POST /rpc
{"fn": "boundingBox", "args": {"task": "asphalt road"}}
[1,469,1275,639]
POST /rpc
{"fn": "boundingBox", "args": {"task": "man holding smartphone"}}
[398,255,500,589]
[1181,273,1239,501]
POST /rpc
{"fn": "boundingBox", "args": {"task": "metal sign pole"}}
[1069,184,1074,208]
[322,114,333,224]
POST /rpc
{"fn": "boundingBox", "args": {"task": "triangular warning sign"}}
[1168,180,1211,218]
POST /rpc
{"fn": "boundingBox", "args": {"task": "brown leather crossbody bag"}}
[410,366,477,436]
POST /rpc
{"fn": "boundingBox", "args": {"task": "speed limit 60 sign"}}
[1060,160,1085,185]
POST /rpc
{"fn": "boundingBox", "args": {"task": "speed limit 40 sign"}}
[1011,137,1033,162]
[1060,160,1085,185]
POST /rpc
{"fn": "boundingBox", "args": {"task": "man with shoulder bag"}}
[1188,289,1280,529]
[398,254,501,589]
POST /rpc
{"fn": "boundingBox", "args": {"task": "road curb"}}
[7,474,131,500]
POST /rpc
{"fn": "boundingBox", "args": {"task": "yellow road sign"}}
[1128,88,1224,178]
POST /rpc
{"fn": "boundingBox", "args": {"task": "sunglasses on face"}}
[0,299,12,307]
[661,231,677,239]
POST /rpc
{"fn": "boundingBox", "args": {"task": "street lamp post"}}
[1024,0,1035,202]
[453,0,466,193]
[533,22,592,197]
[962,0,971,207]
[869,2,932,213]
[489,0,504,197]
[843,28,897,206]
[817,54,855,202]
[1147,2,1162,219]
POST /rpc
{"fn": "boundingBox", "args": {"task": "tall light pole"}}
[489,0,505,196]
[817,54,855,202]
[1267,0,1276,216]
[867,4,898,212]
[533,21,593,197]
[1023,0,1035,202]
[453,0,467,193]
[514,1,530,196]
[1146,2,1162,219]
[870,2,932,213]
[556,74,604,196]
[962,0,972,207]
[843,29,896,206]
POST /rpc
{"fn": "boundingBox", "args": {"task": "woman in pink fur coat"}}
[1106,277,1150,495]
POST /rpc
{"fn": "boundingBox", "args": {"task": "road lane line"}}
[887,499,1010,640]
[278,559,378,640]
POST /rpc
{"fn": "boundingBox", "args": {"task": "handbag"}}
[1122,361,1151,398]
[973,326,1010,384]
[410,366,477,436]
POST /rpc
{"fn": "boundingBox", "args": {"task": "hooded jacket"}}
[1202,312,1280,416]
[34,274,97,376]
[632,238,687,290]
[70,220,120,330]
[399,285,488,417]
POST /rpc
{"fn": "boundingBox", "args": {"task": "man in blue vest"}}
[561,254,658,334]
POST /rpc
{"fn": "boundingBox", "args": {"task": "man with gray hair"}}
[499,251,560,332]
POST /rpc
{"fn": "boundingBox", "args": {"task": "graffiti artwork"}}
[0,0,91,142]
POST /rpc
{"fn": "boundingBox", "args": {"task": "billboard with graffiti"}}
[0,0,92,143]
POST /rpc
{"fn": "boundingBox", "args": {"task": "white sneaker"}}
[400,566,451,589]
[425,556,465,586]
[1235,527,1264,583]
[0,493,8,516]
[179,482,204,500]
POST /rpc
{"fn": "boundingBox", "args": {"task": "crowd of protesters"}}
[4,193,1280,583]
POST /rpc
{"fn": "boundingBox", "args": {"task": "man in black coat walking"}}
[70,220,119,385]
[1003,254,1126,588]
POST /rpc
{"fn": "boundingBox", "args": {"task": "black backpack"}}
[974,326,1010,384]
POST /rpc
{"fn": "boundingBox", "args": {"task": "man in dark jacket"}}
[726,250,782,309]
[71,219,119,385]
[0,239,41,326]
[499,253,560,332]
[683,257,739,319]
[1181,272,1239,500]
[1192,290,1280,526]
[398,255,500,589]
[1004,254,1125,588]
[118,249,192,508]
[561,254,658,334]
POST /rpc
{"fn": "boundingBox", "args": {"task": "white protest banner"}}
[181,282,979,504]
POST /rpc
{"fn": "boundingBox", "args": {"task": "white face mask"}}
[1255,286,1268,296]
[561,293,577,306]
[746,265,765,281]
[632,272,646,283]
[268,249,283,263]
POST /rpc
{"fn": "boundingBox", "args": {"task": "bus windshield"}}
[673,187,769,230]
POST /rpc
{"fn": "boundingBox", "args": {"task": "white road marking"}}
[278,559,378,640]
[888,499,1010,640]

**Problem details:** Every record here must be output exactly, word for word.

**Reply:**
POST /rpc
{"fn": "boundingBox", "args": {"task": "asphalt road"}}
[1,469,1275,639]
POST /rpc
{"fn": "boundingBox", "args": {"task": "man holding smartphone"}}
[398,255,500,589]
[1181,273,1239,501]
POST /rpc
{"fn": "boundingBox", "args": {"task": "metal sign pole"}}
[1069,184,1074,208]
[322,114,333,224]
POST /rpc
{"fn": "boundingBox", "args": {"task": "triangular warning sign"}}
[1168,180,1211,218]
POST /rpc
{"fn": "boundingBox", "args": {"task": "brown leather crossbody bag"}}
[410,366,477,436]
POST /rpc
{"fn": "boundingBox", "args": {"task": "speed limit 60 sign"}}
[1060,160,1085,185]
POST /rpc
{"fn": "boundingBox", "args": {"task": "speed limit 40 sign"}}
[1011,137,1033,162]
[1060,160,1085,185]
POST /rpc
{"fn": "boundingBox", "args": {"task": "man with shoulder bag"}}
[1188,289,1280,529]
[398,254,501,589]
POST /rpc
{"fn": "boundingBox", "args": {"task": "road curb"}}
[7,474,131,500]
POST /rpc
{"fn": "boundingBox", "args": {"task": "yellow road sign"}}
[1128,88,1224,178]
POST /rpc
{"fn": "boundingBox", "args": {"task": "sunglasses on face"}}
[0,299,12,307]
[661,231,677,239]
POST /rpc
{"fn": "boundingBox", "args": {"task": "street lamp post"}}
[1024,0,1035,202]
[453,0,466,193]
[533,22,592,197]
[962,0,971,207]
[869,2,932,213]
[489,0,504,197]
[843,28,897,206]
[817,54,855,202]
[1147,2,1162,219]
POST /rpc
{"fn": "boundingBox", "args": {"task": "tall light pole"}}
[489,0,505,196]
[817,54,855,202]
[1267,0,1276,216]
[867,4,898,212]
[533,21,593,197]
[1023,0,1035,202]
[453,0,467,193]
[514,1,530,196]
[1146,2,1162,219]
[870,2,932,213]
[556,74,604,196]
[962,0,972,207]
[843,29,896,206]
POST /rpc
{"fn": "boundingBox", "args": {"task": "woman in pink fur coat"}}
[1106,277,1150,495]
POST /rpc
{"fn": "boundingBox", "args": {"task": "road lane line"}}
[887,499,1010,640]
[278,559,378,640]
POST /rpc
{"fn": "boundingBox", "args": {"task": "handbag"}}
[1122,361,1151,398]
[973,326,1010,384]
[410,366,477,436]
POST /rpc
{"fn": "boundingBox", "args": {"task": "hooded jacket"}}
[1202,312,1280,416]
[34,274,97,376]
[632,238,687,290]
[70,220,120,330]
[399,285,488,417]
POST /rpc
{"fn": "boundingBox", "args": {"task": "man in blue vest"}}
[561,254,658,334]
POST /rpc
{"fn": "boundingBox", "args": {"task": "man with gray hair"}}
[499,251,560,332]
POST /rpc
{"fn": "boundingBox", "args": {"task": "graffiti artwork"}}
[0,0,91,142]
POST /rpc
{"fn": "boundingBox", "args": {"task": "billboard with graffiti"}}
[0,0,92,143]
POST /rpc
{"fn": "boundingBox", "args": {"task": "white sneaker"}}
[400,566,451,589]
[425,556,465,586]
[1235,527,1264,583]
[0,493,8,516]
[179,482,204,500]
POST /rpc
{"fn": "boundingBox", "args": {"task": "crowd of protesters"}}
[4,193,1280,583]
POST /rpc
{"fn": "boundingBox", "args": {"task": "man in black coat walking"}}
[70,220,119,385]
[1003,254,1126,588]
POST /rpc
{"fn": "boundingBox", "args": {"task": "black backpack"}}
[974,326,1010,384]
POST /rpc
{"fn": "boundingBox", "args": {"task": "man in dark jacket"}}
[726,250,782,309]
[71,219,119,385]
[0,239,41,326]
[499,253,560,332]
[683,257,739,319]
[1181,272,1239,500]
[1192,290,1280,526]
[398,255,500,589]
[1004,254,1125,588]
[118,249,192,508]
[561,254,658,334]
POST /rpc
{"fn": "boundingBox", "args": {"task": "white protest banner"}}
[181,282,979,504]
POST /rpc
{"fn": "boundingBox", "args": {"task": "white face mask"}}
[1255,286,1268,296]
[561,293,577,306]
[746,265,765,281]
[632,272,646,283]
[268,249,283,263]
POST /rpc
{"fn": "boundingBox", "args": {"task": "bus windshield"}}
[673,187,769,230]
POST /rpc
{"fn": "boundingBox", "args": {"task": "white road marking"}}
[278,559,378,640]
[888,499,1010,640]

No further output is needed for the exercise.